• _What to do_
From the listing below, pull out every line that contains the string "building". Case counts.

**** Data shown ****

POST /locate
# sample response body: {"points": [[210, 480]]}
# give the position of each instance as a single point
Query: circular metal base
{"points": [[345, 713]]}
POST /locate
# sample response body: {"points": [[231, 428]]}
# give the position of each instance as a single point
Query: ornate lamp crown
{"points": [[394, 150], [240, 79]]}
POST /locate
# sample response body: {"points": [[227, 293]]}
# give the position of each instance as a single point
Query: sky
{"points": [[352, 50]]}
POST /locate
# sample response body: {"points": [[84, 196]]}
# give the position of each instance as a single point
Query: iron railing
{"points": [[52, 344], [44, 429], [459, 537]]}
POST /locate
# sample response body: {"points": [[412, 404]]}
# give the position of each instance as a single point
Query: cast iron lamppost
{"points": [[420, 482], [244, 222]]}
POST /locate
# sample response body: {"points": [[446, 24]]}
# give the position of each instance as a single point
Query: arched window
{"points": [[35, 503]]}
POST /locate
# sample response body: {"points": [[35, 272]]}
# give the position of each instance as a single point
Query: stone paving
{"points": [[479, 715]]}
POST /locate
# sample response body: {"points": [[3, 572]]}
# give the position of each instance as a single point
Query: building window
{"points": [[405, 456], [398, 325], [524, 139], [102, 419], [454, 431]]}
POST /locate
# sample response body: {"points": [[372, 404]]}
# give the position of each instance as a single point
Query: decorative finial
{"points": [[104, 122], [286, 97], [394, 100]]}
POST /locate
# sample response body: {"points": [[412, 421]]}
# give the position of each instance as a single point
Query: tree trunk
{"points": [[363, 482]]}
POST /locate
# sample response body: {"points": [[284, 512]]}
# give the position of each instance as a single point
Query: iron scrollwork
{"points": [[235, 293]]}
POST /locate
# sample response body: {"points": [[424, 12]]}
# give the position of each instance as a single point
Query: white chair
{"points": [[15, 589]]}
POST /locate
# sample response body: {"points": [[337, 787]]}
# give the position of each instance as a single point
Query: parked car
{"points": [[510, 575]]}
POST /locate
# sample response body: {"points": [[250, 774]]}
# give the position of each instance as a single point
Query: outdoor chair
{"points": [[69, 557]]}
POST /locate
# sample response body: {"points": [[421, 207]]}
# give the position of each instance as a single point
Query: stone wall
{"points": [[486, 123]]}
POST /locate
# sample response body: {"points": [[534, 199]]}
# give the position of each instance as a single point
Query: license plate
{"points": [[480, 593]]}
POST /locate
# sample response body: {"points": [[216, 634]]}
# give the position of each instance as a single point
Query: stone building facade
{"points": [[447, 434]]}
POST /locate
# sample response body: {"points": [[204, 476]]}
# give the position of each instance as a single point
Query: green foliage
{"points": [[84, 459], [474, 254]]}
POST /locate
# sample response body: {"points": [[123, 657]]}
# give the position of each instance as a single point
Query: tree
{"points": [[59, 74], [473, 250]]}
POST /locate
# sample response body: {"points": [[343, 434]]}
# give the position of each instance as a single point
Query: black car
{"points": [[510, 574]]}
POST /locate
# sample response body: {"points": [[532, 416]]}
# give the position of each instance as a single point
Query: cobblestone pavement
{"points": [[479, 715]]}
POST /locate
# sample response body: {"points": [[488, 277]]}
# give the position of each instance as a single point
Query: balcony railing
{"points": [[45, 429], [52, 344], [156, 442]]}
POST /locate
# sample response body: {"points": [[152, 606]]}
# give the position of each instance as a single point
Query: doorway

****

• _Solution for this task_
Query: building window
Query: stone building facade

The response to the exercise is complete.